** Opening SOURCE PASSAGE block **

Examinations may include an examination and intrusion of the anus, urethra, or vagina, as well as handling and manipulation of the penis, testicles, clitoris, and nipples. Strap-on play may also be incorporated, as this can heighten the intimacy and the sensations of the "patient" (recipient). This may be a prelude to masturbation or administration of an enema. Before examination, the patient may be placed in physical restraints and gagged, and wear some form of embarrassing clothing.

== Enema fetishism ==
Enema fetishism is a sexual fetish for enemas and is a type of klismaphilia. Some may be sexually aroused by the preparations, such as by the feel and smell of a latex rubber or plastic syringe, by the smell of soapsuds enema solution, or by preparing the recipient.

Enemas can cause sexual arousal in both women and men because the bulbospongiosus muscle which starts in front of the anus contributes, in women, to clitoral erection and the contractions of orgasm, and closing the vagina. In men, this muscle correlates to erections, the contractions of orgasm, and ejaculation. Sexual sensation results from distention of the rectum by filling and dilating it with the volume of an enema which in women, puts pressure on the back of the vagina, and in men stimulates the prostate and seminal vesicles. Also, contractions of muscles throughout the abdomen caused by expulsion of an enema can stimulate, in women, the uterus and vagina, and in men, the prostate, seminal vesicle, and internal penis.

** Closing SOURCE PASSAGE block **
** Opening PROVIDED DATA block **

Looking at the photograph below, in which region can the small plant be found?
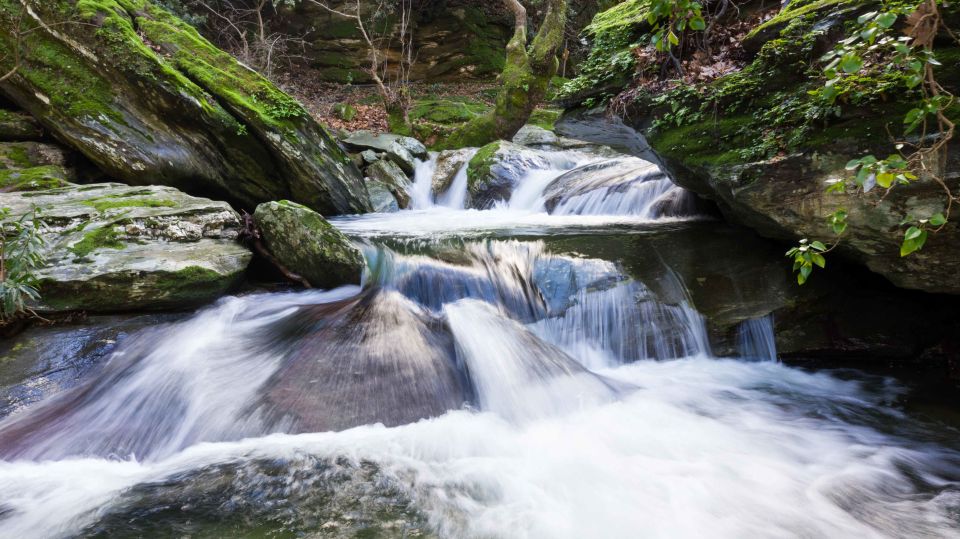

** Closing PROVIDED DATA block **

> _ACTIONS TO TAKE_:
A - Name every body part that, according to the passage on medical-examination play, may be handled and manipulated during examinations.
B - Answer from the fetish passage, one line each:
(i) What may the patient be placed in before examination?
(ii) Enema fetishism is a type of what?
(iii) Where does the bulbospongiosus muscle start?
C - Continue the passage on enema fetishism from its final sentence.

> _RESPONSES PER TASK_:
A - Penis, testicles, clitoris, nipples

B -
(i) Physical restraints
(ii) Klismaphilia
(iii) In front of the anus

C -
Because enemas involve at least partial nudity and the exposure and probing of the anus, many people find them embarrassing. Among the attractions to enema play are psychodrama, power exchange, erotic humiliation, discipline, and so on. BDSM punishment scenes can use extra-large volumes or highly irritating substances to produce pain and cramps.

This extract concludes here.